Text provided
--- begin ---

Stage	Implementation
Load	`JsonLoader::LoadLocations()` reads `locations.json` into typed `Location` records.
Sample	`BiergartenDataGenerator::QueryCitiesWithCountries()` samples up to 50 locations per run.
Enrich	`WikipediaService` fetches city and beer context. Keeps going when a lookup fails.
Generate	`MockGenerator` or `LlamaGenerator` produces brewery names and descriptions in English and the local language.
Log	`spdlog` writes results and warnings to the console.

If enrichment or generation fails for a city, that city is skipped and the pipeline continues.

Key Components

src/main.cc — argument parsing and Boost.DI composition root.
JsonLoader — validates curated location input.
WikipediaService — queries English and local-language extracts, caches results, returns empty context on failure.
LlamaGenerator — formats prompts for Gemma 4, validates JSON output, retries malformed responses up to three times. If output looks truncated, the retry raises the token budget before trying again.
MockGenerator — stable hash-based output so the same city input always produces the same brewery.
Brewery payloads include English and local-language name and description fields.

A structural overview is in biergarten_pipeline.puml.

Runtime Behaviour

WikipediaService queries city, country, and beer-related Wikipedia extracts in both English and the local language, then caches the first successful response per query string. Both extracts are passed into the prompt so the model can draw on local-language sources without a separate translation step.

GetLocationContext() returns an empty string when the web client is unavailable or when lookup/parsing fails.

--- end ---

(Point labeling examples)
--- begin ---

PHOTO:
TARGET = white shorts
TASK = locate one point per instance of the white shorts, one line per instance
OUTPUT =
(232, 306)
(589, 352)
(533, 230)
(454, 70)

--- end ---

Given task
Continue the brewery data pipeline description from where it stops, after the sentence about GetLocationContext().

Final answer
LlamaGenerator validates model output as structured JSON. The retry path exists as a safety hatch for cases where the reasoning block consumes available token budget and compresses the JSON output space. All runs to date have produced valid output on the first pass; the path is kept for resilience.

MockGenerator uses stable hashes for repeatable output in demos and Storybook runs.

Generated Output

Each successful run stores a GeneratedBrewery pair with the source location and a BreweryResult payload.

Field	Meaning
`name_en`	Brewery name in English.
`description_en`	Brewery description in English.
`name_local`	Brewery name in the local language.
`description_local`	Brewery description in the local language.

The log dump also includes city, country, state or province, ISO subdivision code, latitude, and longitude for each entry.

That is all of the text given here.